→ **ACTIVITY A**
Answer these questions from the article on the poll of women voters:
(i) How many registered women voters were polled?
(ii) What percentage of Republican women said they are committed to voting in November?
(iii) According to Lauren Leader, what percent of non-college educated white women voted for Trump in 2016?
→ **ACTIVITY B**
Resume the article on the poll of women voters, starting right after its last sentence.

→ **TEXT FOR ANALYSIS**
-- Opening Marker --

Half of the Women Who Lost Their Jobs During COVID-19 Are Still Voting for Trump
A new poll of registered women voters by the nonpartisan civic education group All In Together found that while the ongoing COVID-19 pandemic has drastically affected the lives of women in the United States, over 80 percent of 1000 registered women voters polled say they are committed to voting in November.
Of the women polled, the majority of Latinas, Black women, and undecided voters said they plan to vote for the Democratic candidate, with undecided women saying they are more inclined to vote for the Democratic candidate and African American women showing strong support for the Democrat. Women who have lost wages due to the pandemic also reported being inclined to vote for the Democratic nominee.
“There is no question that women are leaning blue,” All In Together Co-Founder and CEO Lauren Leader told Supermajority News. “But you can’t overlook that the highest percentage of women who say they are voting the fall are Republican women.”
The Republican women polled expressed the deepest commitment to voting in November, with 86 percent saying they are committed to heading to the voting booth. That’s compared to 80% of Independent voters and 79.5% of Democrats. White women were also more likely to say they would definitely vote in November than members of any other racial or ethnic group.
But while the poll found that while the majority of women continue to view President Donald Trump unfavorably, women who voted for Trump in 2016 reported they were likely to vote for him again, even if they experienced job loss in recent weeks. “The big story in 2016 was that 52 percent of non-college educated white women voted for Trump. When you look at the women who lost their jobs [because of the pandemic], it overlaps very much with that demographic,” said Leader. “White, older, non-college educated women are disproportionately losing jobs over COVID, but they are with him.”

-- Closing Marker --

→ **DATASET EXCERPTS**
-- Opening Marker --

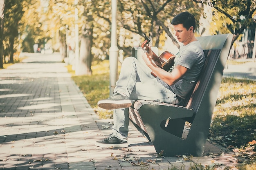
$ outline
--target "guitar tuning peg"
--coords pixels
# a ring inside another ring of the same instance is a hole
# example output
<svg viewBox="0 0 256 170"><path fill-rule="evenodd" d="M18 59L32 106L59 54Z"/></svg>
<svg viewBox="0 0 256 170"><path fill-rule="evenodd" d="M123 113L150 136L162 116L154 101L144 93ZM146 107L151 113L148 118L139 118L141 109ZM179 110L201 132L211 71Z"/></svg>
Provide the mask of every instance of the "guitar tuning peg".
<svg viewBox="0 0 256 170"><path fill-rule="evenodd" d="M146 40L148 41L148 43L150 42L150 34L149 33L149 32L148 32L148 34L149 35L149 38L148 37L145 33L142 33L142 35L145 36L145 40L144 40L144 41Z"/></svg>

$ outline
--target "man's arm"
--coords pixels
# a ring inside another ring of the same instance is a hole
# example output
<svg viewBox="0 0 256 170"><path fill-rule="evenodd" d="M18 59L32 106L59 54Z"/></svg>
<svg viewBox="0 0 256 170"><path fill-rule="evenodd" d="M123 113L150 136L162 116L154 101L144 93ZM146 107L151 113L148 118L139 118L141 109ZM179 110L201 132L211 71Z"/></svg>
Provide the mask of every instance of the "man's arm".
<svg viewBox="0 0 256 170"><path fill-rule="evenodd" d="M171 73L169 73L157 66L152 60L152 51L150 48L146 55L143 55L144 62L152 71L160 79L168 85L175 84L180 79L188 70L188 68L180 65L177 65Z"/></svg>

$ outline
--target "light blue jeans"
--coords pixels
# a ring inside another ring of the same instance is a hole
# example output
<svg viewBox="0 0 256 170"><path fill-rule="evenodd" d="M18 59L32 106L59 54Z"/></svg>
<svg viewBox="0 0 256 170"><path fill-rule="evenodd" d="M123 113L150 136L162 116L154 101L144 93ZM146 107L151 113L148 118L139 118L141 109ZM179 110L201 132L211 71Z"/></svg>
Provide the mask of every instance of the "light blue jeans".
<svg viewBox="0 0 256 170"><path fill-rule="evenodd" d="M177 104L176 95L168 85L155 78L151 70L136 58L126 58L122 64L119 78L114 92L125 94L132 101L151 100ZM127 140L129 126L129 108L114 110L113 134L117 138Z"/></svg>

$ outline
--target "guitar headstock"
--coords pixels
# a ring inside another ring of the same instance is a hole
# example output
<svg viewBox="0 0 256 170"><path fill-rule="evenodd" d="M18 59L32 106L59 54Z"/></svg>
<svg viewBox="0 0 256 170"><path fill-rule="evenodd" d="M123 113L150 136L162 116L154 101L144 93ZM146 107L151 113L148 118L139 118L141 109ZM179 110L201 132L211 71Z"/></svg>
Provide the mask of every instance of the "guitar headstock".
<svg viewBox="0 0 256 170"><path fill-rule="evenodd" d="M144 40L144 42L143 42L141 45L141 47L142 49L144 49L144 47L146 47L146 49L148 48L148 44L149 44L149 42L150 42L151 40L150 33L149 33L149 32L148 32L148 34L149 35L149 38L148 37L145 33L142 33L142 35L145 36L145 40Z"/></svg>

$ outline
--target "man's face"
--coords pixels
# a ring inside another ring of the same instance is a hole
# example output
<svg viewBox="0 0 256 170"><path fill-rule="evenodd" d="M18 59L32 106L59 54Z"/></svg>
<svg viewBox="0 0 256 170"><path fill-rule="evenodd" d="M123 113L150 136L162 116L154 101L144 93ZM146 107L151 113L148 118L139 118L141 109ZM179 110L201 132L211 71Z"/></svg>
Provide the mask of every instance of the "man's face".
<svg viewBox="0 0 256 170"><path fill-rule="evenodd" d="M186 28L183 27L182 24L173 25L174 31L175 31L175 36L177 37L180 42L182 42L184 45L187 44L193 35L193 27L191 26L188 30Z"/></svg>

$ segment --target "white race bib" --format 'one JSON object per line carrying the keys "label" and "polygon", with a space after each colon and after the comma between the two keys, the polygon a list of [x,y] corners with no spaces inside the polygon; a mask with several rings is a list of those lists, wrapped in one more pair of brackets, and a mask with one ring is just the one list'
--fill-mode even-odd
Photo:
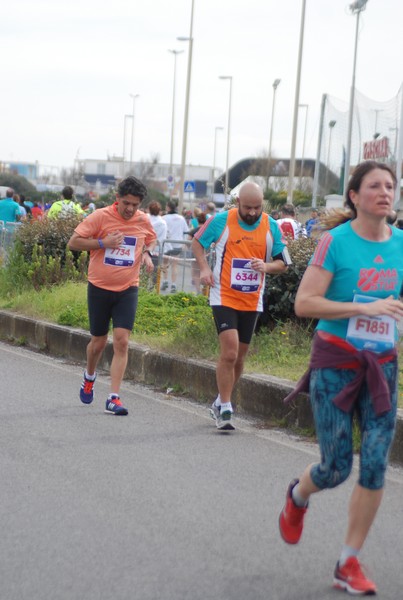
{"label": "white race bib", "polygon": [[231,264],[231,288],[238,292],[257,292],[262,274],[254,271],[249,258],[233,258]]}
{"label": "white race bib", "polygon": [[[374,302],[379,298],[355,294],[353,302]],[[395,345],[396,323],[392,317],[379,315],[368,317],[357,315],[350,317],[347,328],[347,341],[358,350],[385,352]]]}
{"label": "white race bib", "polygon": [[125,236],[119,248],[106,248],[104,264],[112,267],[132,267],[137,238]]}

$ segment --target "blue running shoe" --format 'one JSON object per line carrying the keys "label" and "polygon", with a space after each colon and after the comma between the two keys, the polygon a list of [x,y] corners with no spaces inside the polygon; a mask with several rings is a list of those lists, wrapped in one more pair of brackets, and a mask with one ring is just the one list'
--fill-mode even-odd
{"label": "blue running shoe", "polygon": [[92,381],[87,379],[84,371],[84,379],[80,388],[80,400],[84,404],[91,404],[91,402],[94,400],[94,383],[96,378],[97,374],[95,373],[95,377]]}
{"label": "blue running shoe", "polygon": [[124,416],[129,414],[127,408],[123,406],[119,396],[112,396],[106,401],[105,412],[109,415]]}

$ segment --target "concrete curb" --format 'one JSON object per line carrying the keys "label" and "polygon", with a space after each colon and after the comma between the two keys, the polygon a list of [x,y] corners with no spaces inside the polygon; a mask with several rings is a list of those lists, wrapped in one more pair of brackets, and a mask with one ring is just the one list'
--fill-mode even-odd
{"label": "concrete curb", "polygon": [[[82,329],[0,311],[0,338],[84,364],[90,334]],[[109,342],[100,368],[109,370],[111,359],[112,344]],[[176,387],[181,393],[191,393],[192,398],[205,403],[211,403],[217,393],[214,364],[150,350],[132,342],[125,378],[158,387]],[[291,404],[283,402],[293,387],[294,383],[286,379],[243,375],[236,387],[234,404],[238,413],[258,417],[272,425],[313,429],[311,408],[305,394]],[[402,410],[399,410],[390,458],[391,462],[403,465]]]}

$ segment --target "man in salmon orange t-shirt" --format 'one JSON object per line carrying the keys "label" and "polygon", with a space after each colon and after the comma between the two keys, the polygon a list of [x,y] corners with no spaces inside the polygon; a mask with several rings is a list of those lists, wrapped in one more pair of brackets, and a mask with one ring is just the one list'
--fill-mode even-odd
{"label": "man in salmon orange t-shirt", "polygon": [[[210,269],[205,250],[215,244]],[[216,378],[218,396],[210,408],[219,430],[235,429],[231,394],[243,371],[257,317],[263,310],[265,274],[282,273],[291,264],[274,219],[263,212],[263,192],[246,182],[237,206],[208,219],[192,242],[200,282],[210,286],[220,343]]]}
{"label": "man in salmon orange t-shirt", "polygon": [[105,412],[127,415],[120,400],[120,385],[127,365],[129,337],[137,308],[140,266],[154,269],[151,251],[156,235],[148,216],[140,207],[147,188],[135,177],[123,179],[116,202],[86,217],[74,230],[68,247],[90,253],[88,266],[88,314],[91,340],[87,346],[87,365],[80,399],[94,399],[96,368],[113,326],[111,387]]}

-- Closing Marker --

→ **WRITTEN REPLY A**
(i) 1000
(ii) 86 percent
(iii) 52 percent

→ **WRITTEN REPLY B**
While Latina women said they were largely in support of Biden’s candidacy, they also reported that they were less likely to vote. The under-engagement of Latina women was consistent throughout the polling dating, with 20 percent of Latinas surveyed saying that they were unlikely to vote. Leader says these findings are an opportunity to build deeper relationships with the community.
“Latina women have been one of the fastest-growing groups of new voters in the last decade and what we found is that they are even more burdened by COVID-related challenges than other women — both in terms of caregiving and financial stresses,” said Leader, adding that Latinas also tended to be younger than the average voter. On a policy level, “we need their issues addressed.”
Another big factor in increasing enthusiasm among all voters in November is Biden’s pick for Vice President, said Leader. “I think the press has vastly underestimated the impact of what a female vice presidential candidate will have on this cycle,” she said, especially among swing and undecided voters. “I think that the Vice Presidential choice has never mattered more.”